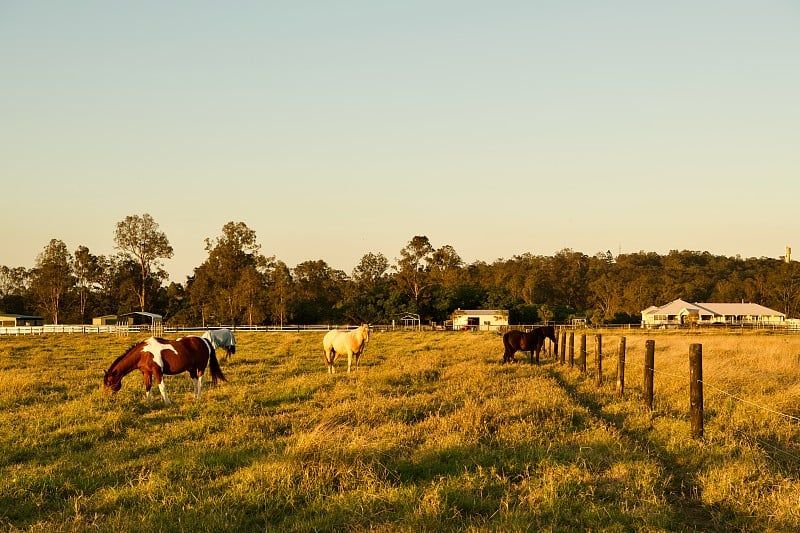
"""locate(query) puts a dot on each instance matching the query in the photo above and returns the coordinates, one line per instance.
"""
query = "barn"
(11, 320)
(480, 319)
(681, 313)
(105, 320)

What is expected:
Output the lines of the listing above as a numbered list, leaving out blank lines and the picture.

Result of the exercise:
1. """locate(query) puts a dot on each instance matching the query in the photo above and returns the coordinates, one line per instance.
2. """
3. query = "barn"
4. (11, 320)
5. (480, 319)
6. (681, 313)
7. (105, 320)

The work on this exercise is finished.